Problem statement:
Make an exact copy of the records, leaving out the images.

........

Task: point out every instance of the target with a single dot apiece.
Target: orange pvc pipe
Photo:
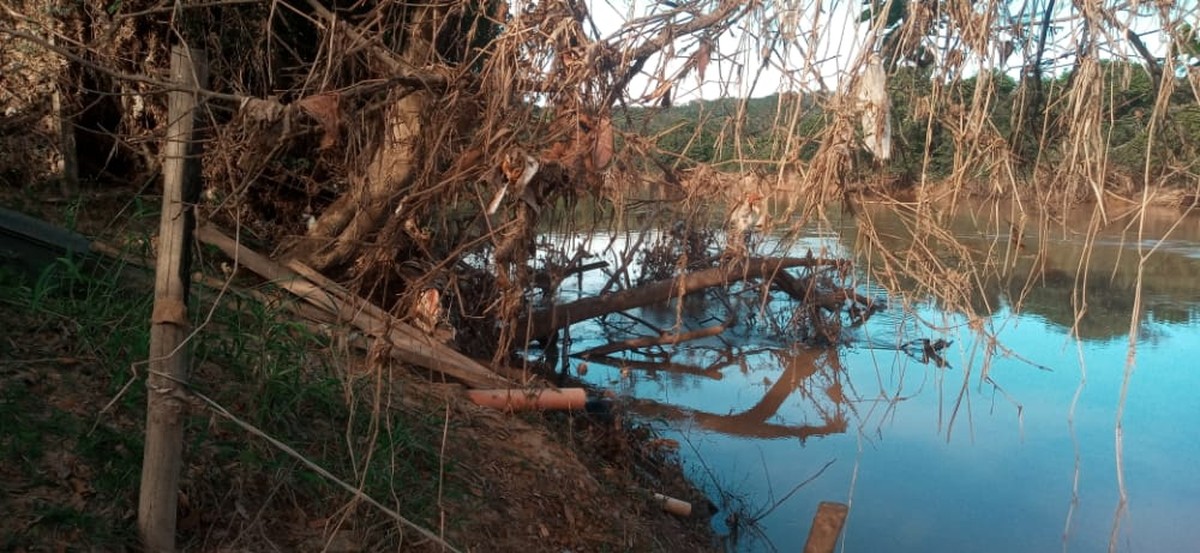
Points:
(672, 505)
(520, 400)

........

Result below:
Task: point out every instance of the target with a single dot apiece.
Target: orange pvc pipe
Photo:
Points:
(672, 505)
(520, 400)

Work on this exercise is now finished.